SET TASKS:
1. Reproduce word for word the part of the text on light scattering in the thiosulfate experiment below, from "If you mix three" up to and including "should be repeated).".
2. Continue the text on light scattering in the thiosulfate experiment below, starting right after its last sentence.

EXTRACTED TEXT start

If you mix three teaspoons of the thiosulfate into one litre of water and add a dozen drops of the acid, you get a colorless and clear liquid which doesn't look much remarkable. However, after a few seconds it gets light blue. The color first becomes brighter, then fades, and the liquid finally gets a milky appearance, being cloudy and white (if it's yellow, the acid or the thiosulfate solution were too concentrated and the experiment should be repeated).

These changes are due to the scattering of white light on grains of sulfur which are being eliminated from the mixture and gradually grow in size. At the beginning, they are tiny and intensity of the scattered light is inversely proportional to the fourth power of its wavelength. This means that blue light with the wavelength of 450 nm is preferred against red light, which typically has 650 nm, by a factor (650/450)4, roughly 4.4. The same process, called Rayleigh scattering, is responsible for sky blue of the Earth's atmosphere. In this case, sunlight is scattered by another type of inhomogeneities, microscopic density fluctuations which arise from the chaotic thermic motion of molecules. When dimensions of the motes become comparable with the wavelength, the scattering is still selective but not so much. Approximately, intensity of the scattered light is now inversely proportional to the wavelength itself. This applies to dust particles in reflection nebulae or cigarette smoke. At the end, the sulfur grains are so large that they no longer favor any particular wavelength of the optical spectrum and the scattered light is white. An everyday example are water droplets in sunlit clouds.

EXTRACTED TEXT end
EXTRACTED MATERIAL start

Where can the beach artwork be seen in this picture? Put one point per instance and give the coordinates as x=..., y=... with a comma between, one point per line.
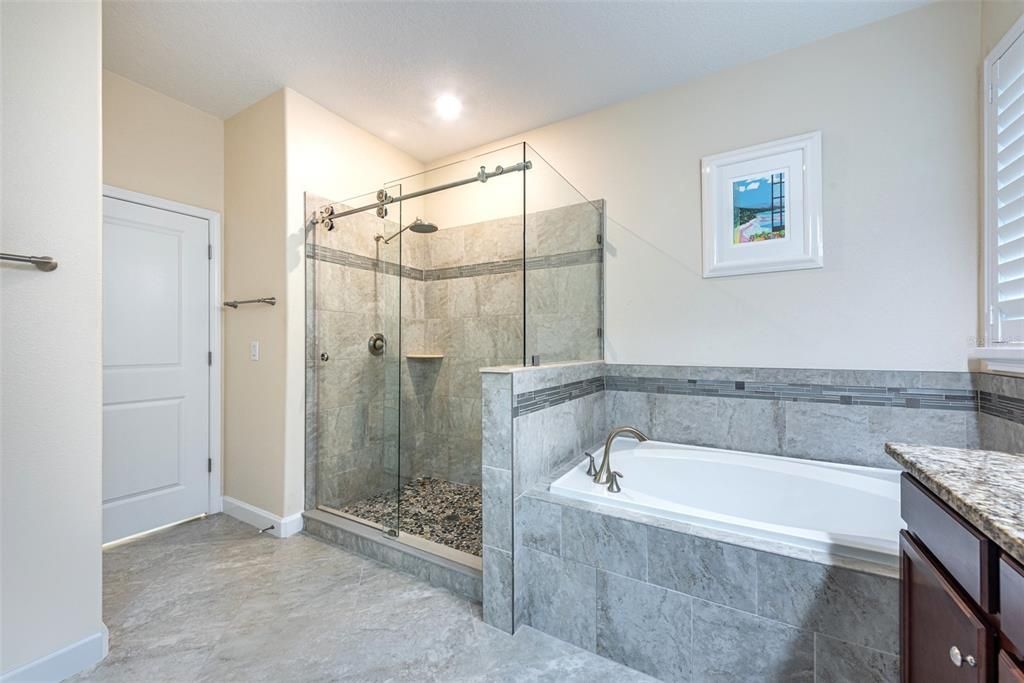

EXTRACTED MATERIAL end
EXTRACTED MATERIAL start

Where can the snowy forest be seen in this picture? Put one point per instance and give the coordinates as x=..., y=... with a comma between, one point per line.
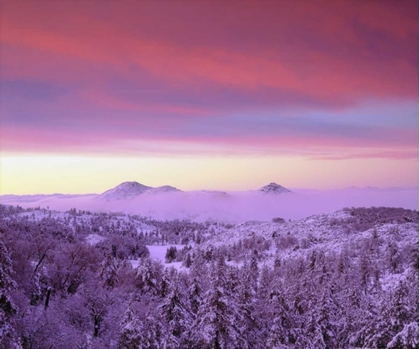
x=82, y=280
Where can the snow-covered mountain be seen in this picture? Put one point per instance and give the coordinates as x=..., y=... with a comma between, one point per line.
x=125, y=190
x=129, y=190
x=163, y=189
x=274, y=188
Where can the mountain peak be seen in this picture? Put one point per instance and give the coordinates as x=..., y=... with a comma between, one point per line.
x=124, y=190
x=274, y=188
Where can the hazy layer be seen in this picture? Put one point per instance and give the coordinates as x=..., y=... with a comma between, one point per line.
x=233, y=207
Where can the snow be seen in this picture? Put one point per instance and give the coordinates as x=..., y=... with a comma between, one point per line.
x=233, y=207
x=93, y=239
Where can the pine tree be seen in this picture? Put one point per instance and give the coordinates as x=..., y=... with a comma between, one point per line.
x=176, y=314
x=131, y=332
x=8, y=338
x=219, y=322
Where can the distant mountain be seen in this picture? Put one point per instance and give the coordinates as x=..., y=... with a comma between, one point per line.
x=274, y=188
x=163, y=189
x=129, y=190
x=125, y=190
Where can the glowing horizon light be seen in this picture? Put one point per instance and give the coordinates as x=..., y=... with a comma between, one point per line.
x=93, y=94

EXTRACTED MATERIAL end
EXTRACTED MATERIAL start

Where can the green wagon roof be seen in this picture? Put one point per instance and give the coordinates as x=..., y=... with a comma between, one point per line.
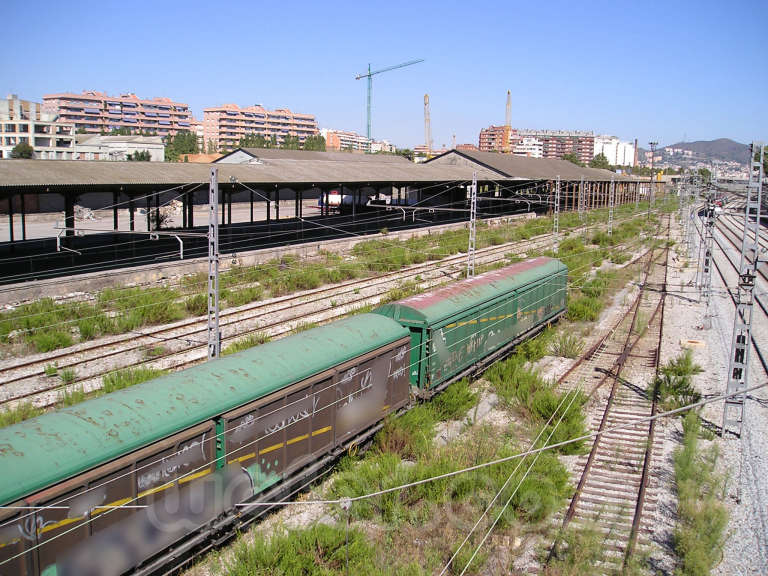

EXTRACTED MATERIAL end

ANSWERS:
1.
If you mix three teaspoons of the thiosulfate into one litre of water and add a dozen drops of the acid, you get a colorless and clear liquid which doesn't look much remarkable. However, after a few seconds it gets light blue. The color first becomes brighter, then fades, and the liquid finally gets a milky appearance, being cloudy and white (if it's yellow, the acid or the thiosulfate solution were too concentrated and the experiment should be repeated).

2.
To make the demonstration really impressive, put the beaker on an overhead projector and mask the rest with a sheet of opaque cardboard which has a hole in it fitting the beaker's bottom. Such an arrangement ensures ideal lighting and first of all allows you to watch the light that passes through the solution and appears as a bright spot on a screen. Being increasingly impoverished of the blue constituent scattered aside, it changes from white through yellow and orange to red, and finally fades away, just like the sun setting in evening haze. Similar reddening (in actual fact de-blueing, as David Malin points out) affects the light of stars observed through interstellar dust."

I am afraid that an overhead projector, an optical device frequently used by lecturers in 1990s, when this article has been written, are gone. Any idea of a substitute?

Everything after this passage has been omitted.